# Exercises:
[1] Copy the records word for word, from their very first line through the line containing "rough mask: <svg".
[2] Carry on the passage about overcrowded primary schools in Leicestershire, picking up right after its final sentence.

# Passage to read:
- - - - - - -
Huncote and district is a rapidly expanding area with new housing estates. There are 114 pupils in the school and yet approximately half of them—about 54—have to be instructed in buildings which were never erected as school building and are hopelessly inadequate for the task. I have with me a recent letter from the Clerk of Huncote Parish Council in which he refers to the appalling conditions—one cannot describe them as less in the 20th century—under which staff and pupils exist at Huncote.
He says, for instance, in this letter written to me last month, that less than half the children at present are housed in that school, and the remainder are in what was a Baptist chapel and subsequently a hosiery factory. Further temporary accommodation is a church hall without any normal facilities and with totally inadequate sanitary arrangements. He goes on to say that in Huncote a new housing estate of 250 houses has now started, and 150 of the houses are already in the first phase, and a number are scheduled for completion in July next year. He says that the temporary accommodation available, and which is being considered by the education department, 1625 cannot possibly cater for the children who are likely to come from those homes. I am afraid that even if the Minister were to give his approval to the construction of a new primary school building in Huncote it could well prove to be too late for the large numbers of new children who will be attending school, or seeking to attend it, very shortly.
Again, we have a similar problem in Market Harborough in Leicestershire, where I have been approached by the managers of all the primary schools in the town who sought an interview with me so that they could put specifically some of the difficulties under which they are labouring. I am going to see them very soon, but in the meantime I wish to quote from a letter relating to the junior Church of England controlled school at Market Harborough. It has 338 pupils at the moment. Only 184 of them are housed in the main building. No fewer than 154 pupils, nearly half of them, are housed in outside buildings such as a small old schoolroom almost opposite the main building and a R.A.F.A. hut on the south side of the Coventry road approximately 100 yd. distant from the building, and a building on the north side of the Coventry road approximately 100 yd. from the main building. There are two classes there.
- - - - - - -
# Task inputs:

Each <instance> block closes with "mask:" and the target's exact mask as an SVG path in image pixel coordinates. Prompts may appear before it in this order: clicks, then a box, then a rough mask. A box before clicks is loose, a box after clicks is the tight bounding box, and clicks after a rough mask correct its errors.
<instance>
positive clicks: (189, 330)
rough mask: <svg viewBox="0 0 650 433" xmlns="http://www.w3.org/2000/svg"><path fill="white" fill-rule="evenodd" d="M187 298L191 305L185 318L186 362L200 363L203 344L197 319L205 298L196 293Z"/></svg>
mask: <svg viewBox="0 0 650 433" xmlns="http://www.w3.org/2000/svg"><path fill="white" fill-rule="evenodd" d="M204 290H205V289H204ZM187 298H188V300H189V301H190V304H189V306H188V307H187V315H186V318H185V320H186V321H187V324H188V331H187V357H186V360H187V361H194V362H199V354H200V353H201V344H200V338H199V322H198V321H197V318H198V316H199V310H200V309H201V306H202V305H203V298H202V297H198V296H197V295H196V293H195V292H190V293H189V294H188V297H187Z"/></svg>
- - - - - - -
# Answers to the problems:
[1]
Each <instance> block closes with "mask:" and the target's exact mask as an SVG path in image pixel coordinates. Prompts may appear before it in this order: clicks, then a box, then a rough mask. A box before clicks is loose, a box after clicks is the tight bounding box, and clicks after a rough mask correct its errors.
<instance>
positive clicks: (189, 330)
rough mask: <svg viewBox="0 0 650 433" xmlns="http://www.w3.org/2000/svg"><path fill="white" fill-rule="evenodd" d="M187 298L191 305L185 318L186 362L200 363L203 344L197 319L205 298L196 293Z"/></svg>

[2]
Obviously, having classes some distance from the main building necessitates about 150 pupils being marched to and fro and across the main road. Two classes have actually to cross the busy main road, the main Coventry road, which today is an artery connecting with the M.1 for all eastbound traffic. Two classes have to cross the main road and about 150 pupils have to march to and fro as often as six times in a day.
Another village example, which is fairly typical of the ones I have illustrated, and many others besides, is at Stony Stanton. I shall not trouble the House with the details of the trouble at Stony Stanton except to say that a new junior school is urgently needed for reasons similar to those I have already given. It has been submitted for the Ministry's approval, but so far that approval has been withheld. I implore the hon. Gentleman to consider what I have said, and to look into a case of urgent need for a new junior school at Stony Stanton. He would make himself ex- 1626 tremely popular in that part of Leicestershire by doing something about it.
§ Mr. Peter Mahon (Preston, South)
Does not the revelation of these deplorable difficulties in these areas, as portrayed by the hon. Gentleman, point to a lack of vigilance on the part of the previous Administration?
§ Mr. Farr
I am obliged to the hon. Gentleman for his remark. I do not think so, because, as I thought I had made clear earlier in my speech, this problem relates to schools built before 1876. Although we had a long run in office, it did not extend over a period of 90 years.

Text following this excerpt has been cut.